### Short exercise 1
From the fishing report thread, return the text from "## David Ridenour" up to and including "make up for it.", copied word for word.
### Short exercise 2
Answer these questions from the fishing report thread:
(a) What was the conservative estimate for the big one they got to see?
(b) What line was on the Torsa that was nearly spooled?
(c) Which two fish were smoked?

### Passage shown
++++++++++
That sucks ya'll lost the big one but I think every tuna trip has "that" fish. It still looks like ya'll did pretty good by the amount of fish corpses on the dock.


----------



## David Ridenour (Sep 28, 2007)

Good report. Sorry about, "the big one that got away" but hey, that's fishing as you well know.


----------



## need2fish (Oct 2, 2007)

Great report - sorry about the YFT but looks like you knocked out some blackfin to make up for it.


----------



## hjorgan (Sep 30, 2007)

Conservative estimate on the big one we got to see was 125+

No estimate on the submarine one, but nearly spooled the Torsa with 80lb braid on it. Never slowed up.


----------



## hjorgan (Sep 30, 2007)

More Pics










Big AJ










Shot of our first rig










"Endangered" red snapper from 300+ feet down. Released to fight another day.:banghead:banghead










Hooked up!!!










Jiggin at sunset










Let the cleaning begin! 

Had smoked AJ and Blackfin, grilled AJ -- FRESH!!

Can't wait to get back out there.


----------



## macala (Oct 4, 2007)

Great trip!!! I too lost a nice fish at Horn. I think the yellowfins there all went to motor cut off school.
++++++++++
[Stored dataset items]

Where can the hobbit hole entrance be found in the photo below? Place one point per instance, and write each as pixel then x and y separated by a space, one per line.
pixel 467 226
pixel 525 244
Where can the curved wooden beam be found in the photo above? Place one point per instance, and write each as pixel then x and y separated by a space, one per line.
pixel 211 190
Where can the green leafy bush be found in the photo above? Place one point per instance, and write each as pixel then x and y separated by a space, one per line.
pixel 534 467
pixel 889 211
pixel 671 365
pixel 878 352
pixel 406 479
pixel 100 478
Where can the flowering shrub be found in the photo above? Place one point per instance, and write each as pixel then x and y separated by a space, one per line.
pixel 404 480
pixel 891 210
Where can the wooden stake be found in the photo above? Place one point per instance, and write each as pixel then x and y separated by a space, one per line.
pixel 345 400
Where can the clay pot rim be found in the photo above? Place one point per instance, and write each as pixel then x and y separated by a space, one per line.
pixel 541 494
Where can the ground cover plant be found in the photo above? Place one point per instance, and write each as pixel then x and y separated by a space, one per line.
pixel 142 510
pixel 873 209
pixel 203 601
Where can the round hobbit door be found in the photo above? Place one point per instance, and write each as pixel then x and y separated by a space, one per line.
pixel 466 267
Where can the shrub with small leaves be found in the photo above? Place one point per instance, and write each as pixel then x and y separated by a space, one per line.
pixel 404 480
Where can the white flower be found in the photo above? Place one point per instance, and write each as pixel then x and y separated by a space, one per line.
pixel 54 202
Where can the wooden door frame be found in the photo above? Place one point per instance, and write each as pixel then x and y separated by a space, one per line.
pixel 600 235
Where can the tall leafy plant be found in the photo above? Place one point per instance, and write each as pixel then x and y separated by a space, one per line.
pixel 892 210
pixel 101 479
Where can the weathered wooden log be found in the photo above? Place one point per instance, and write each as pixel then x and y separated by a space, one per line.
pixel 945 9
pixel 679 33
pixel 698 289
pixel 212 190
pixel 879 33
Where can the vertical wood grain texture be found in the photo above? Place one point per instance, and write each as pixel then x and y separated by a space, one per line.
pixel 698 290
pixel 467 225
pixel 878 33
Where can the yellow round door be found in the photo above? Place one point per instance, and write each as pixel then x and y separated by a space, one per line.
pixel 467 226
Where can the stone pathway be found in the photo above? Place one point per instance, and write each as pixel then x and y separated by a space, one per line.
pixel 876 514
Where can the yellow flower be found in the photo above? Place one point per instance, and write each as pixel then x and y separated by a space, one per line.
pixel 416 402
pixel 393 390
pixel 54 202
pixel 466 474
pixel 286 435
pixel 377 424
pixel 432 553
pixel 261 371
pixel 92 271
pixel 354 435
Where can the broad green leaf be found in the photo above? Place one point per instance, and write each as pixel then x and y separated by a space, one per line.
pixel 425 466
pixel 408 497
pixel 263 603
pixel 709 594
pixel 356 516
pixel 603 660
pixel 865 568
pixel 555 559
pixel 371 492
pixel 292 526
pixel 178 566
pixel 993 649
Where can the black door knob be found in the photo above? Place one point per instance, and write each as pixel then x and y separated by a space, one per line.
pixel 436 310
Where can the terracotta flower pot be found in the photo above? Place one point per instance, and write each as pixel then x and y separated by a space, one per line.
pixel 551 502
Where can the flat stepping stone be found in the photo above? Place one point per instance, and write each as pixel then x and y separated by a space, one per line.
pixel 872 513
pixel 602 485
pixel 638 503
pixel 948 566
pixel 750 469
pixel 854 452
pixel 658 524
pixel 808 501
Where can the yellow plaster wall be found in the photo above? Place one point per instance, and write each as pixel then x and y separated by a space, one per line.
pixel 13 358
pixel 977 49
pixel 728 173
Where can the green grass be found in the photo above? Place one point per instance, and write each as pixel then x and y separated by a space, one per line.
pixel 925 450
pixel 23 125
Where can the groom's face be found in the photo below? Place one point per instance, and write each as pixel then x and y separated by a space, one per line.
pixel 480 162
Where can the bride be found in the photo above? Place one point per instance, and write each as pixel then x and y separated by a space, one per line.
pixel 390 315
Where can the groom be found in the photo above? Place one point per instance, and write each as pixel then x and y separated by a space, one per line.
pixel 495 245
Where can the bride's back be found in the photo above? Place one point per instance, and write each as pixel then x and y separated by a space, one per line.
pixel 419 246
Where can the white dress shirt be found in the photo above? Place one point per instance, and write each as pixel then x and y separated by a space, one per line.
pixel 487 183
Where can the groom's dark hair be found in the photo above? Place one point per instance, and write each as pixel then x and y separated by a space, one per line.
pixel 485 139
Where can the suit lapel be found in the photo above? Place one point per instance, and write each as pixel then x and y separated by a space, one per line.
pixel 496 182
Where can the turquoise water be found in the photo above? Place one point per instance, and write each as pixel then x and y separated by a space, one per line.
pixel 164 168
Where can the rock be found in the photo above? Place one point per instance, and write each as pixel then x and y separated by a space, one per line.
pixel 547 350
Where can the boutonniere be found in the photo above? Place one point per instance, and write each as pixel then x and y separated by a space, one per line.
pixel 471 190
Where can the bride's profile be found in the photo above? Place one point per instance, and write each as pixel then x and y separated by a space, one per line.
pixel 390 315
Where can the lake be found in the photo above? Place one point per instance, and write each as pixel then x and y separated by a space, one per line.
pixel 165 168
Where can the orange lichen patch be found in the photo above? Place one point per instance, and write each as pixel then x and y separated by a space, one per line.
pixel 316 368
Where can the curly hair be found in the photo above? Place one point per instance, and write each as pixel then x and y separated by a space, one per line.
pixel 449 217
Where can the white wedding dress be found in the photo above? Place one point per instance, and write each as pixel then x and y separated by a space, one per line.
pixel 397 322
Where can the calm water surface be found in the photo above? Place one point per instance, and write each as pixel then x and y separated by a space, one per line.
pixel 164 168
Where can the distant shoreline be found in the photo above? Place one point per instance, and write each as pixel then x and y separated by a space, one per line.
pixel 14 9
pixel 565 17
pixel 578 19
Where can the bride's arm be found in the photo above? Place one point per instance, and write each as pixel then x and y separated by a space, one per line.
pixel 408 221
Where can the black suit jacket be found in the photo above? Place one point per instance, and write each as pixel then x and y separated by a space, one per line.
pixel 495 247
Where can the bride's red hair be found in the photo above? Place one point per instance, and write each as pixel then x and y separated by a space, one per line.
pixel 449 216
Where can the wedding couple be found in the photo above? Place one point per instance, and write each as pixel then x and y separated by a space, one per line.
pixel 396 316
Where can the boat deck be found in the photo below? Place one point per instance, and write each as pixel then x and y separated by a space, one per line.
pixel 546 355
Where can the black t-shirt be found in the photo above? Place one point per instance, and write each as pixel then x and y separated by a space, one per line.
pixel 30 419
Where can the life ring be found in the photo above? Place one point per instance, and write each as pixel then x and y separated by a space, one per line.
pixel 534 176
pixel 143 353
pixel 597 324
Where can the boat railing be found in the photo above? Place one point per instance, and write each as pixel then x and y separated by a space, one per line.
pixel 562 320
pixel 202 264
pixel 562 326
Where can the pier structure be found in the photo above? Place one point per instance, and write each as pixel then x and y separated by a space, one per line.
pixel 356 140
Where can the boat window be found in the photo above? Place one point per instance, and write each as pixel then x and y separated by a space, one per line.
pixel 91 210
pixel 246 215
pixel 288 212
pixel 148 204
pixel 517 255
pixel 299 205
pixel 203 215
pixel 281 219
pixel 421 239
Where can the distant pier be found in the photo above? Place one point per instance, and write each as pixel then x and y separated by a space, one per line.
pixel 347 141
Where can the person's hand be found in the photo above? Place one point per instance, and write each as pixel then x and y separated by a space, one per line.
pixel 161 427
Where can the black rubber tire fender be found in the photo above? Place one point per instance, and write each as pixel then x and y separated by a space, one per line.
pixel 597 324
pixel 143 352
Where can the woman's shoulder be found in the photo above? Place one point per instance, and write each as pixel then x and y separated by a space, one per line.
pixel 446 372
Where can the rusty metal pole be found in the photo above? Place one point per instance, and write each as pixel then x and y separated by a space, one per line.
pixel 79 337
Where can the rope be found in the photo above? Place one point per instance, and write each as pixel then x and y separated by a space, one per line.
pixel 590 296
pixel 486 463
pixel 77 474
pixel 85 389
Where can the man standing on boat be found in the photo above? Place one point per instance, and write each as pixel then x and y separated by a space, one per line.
++++++++++
### Worked solution 1
## David Ridenour (Sep 28, 2007)

Good report. Sorry about, "the big one that got away" but hey, that's fishing as you well know.


----------



## need2fish (Oct 2, 2007)

Great report - sorry about the YFT but looks like you knocked out some blackfin to make up for it.

### Worked solution 2
(a) 125+
(b) 80lb braid
(c) AJ and blackfin